**ACTIVITY 1:**
Based on the news article below about a Russian businessman sought in Sihanoukville, decide whether each statement agrees with it. Answer yes or no for each and quote the words that decide it.
(a) Oleg Tikhanov was put on Interpol's Red Notice list in March last year.
(b) The Preah Sihanouk provincial police chief said he had already received a request from Interpol to arrest the Russian.
(c) The fight at the Queenco Hotel and Casino left at least two men injured.
**ACTIVITY 2:**
List every person named in the news article below about the Russian businessman sought in Sihanoukville.
**ACTIVITY 3:**
Extend the news article about the Russian businessman sought in Sihanoukville, beginning after its final sentence.

**PROVIDED PASSAGE:**
Police in Sihanoukville are seeking to arrest a Russian businessman who is wanted in his home country for possession of weapons and explosives as part of a criminal syndicate, according to Interpol.
Lim Sokha Raksmey, acting director of Cambodia’s Interpol office, said on Sunday that he was cooperating with Preah Sihanouk province police to arrest Russian national Oleg Tikhanov, 45, who was placed on Interpol’s Red Notice list of most-wanted persons in March last year.
“We are investigating him,” he said. “Interpol is assisting the provincial police.”
Mr. Sokha Raksmey added that Mr. Tikhanov was also wanted for crimes committed in Cambodia, but said he did not know the details of the offenses.
“This guy, he might be involved in a shooting or something in Sihanoukville,” he said.
According to Interpol’s website, Mr. Tikhanov is wanted by Russian authorities for the “illegal possession and storage of firearms, ammunition, explosives and explosive devices or its spare parts committed by organized criminal group.”
Preah Sihanouk provincial police chief Seang Kosal, however, said on Sunday that he had yet to receive a request from Interpol to arrest the Russian.
Men Odom, chief of the provincial immigration police, said his department also had not been contacted by Interpol, but that he knew of Mr. Tikhanov.
“I know he is living as an ordinary person in our area, but I didn’t know he was involved with any crimes,” he said.
On February 13, a fight broke out between two groups of men at Sihanoukville’s Queenco Hotel and Casino that left at least two men injured, one with a serious stab wound. Witnesses said at the time that the altercation began when one group of men demanded profits from Lotus Tours, which had been selling tickets for the Kazantip music festival on Koh Puos island, which was subsequently canceled by local authorities.
Nikita Marshunok, the festival’s organizer, said in an email last week that he had hired Mr. Tikhanov and his company Oceania to deliver two containers of equipment for the festival.

**GIVEN DATA:**
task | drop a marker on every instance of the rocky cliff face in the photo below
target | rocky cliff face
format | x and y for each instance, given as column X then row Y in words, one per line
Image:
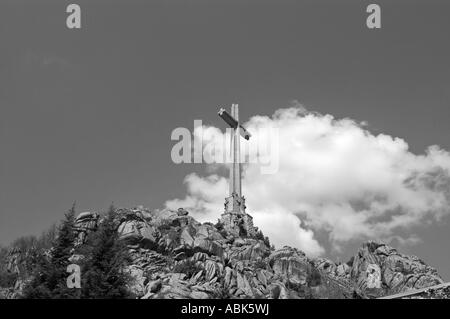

**EXPECTED ANSWER 1:**
(a) Yes: "who was placed on Interpol’s Red Notice list of most-wanted persons in March last year"
(b) No: "he had yet to receive a request from Interpol to arrest the Russian"
(c) Yes: "left at least two men injured"

**EXPECTED ANSWER 2:**
Lim Sokha Raksmey
Oleg Tikhanov
Seang Kosal
Men Odom
Nikita Marshunok

**EXPECTED ANSWER 3:**
“Eventually they illegally arrogated those to themselves and are not going to give them back,” he said.
Mr. Marshunok added that he had heard that those responsible for the fight at the Queenco hotel were employees of Oceania.
“[I]t’s really strange that right after incident in Queenco police found an arsenal of weapons, knife and ammunition at the house of Oceania ‘marketing’ employees,” he said.
Mr. Marshunok also provided a copy of a complaint he filed with police after an earlier incident on Koh Puos.
In the complaint, he alleges that on January 24, Mr. Tikhanov and 14 armed men arrived on the island in three jeeps and demanded $45,000.
“They came and surrounded me, and in emotional and aggressive form tried to explain that they ‘control businesses questions’” in Sihanoukville, he says in the complaint, identifying one of the men with Mr. Tikhanov as Roman Dragomir, also a Russian national.
Mr. Dragomir was also identified by several witnesses as being the instigator of the Queenco fight last month.
In an email last week, Mr. Dragomir denied any involvement in the brawl.
“[D]uring the incident in the casino Queenco, I was in other place,” he said.
“The statement of Lotus-Tour company…that they were attacked by Oceania company’s [staff] is a fake, and this confirmed by external supervision cameras.”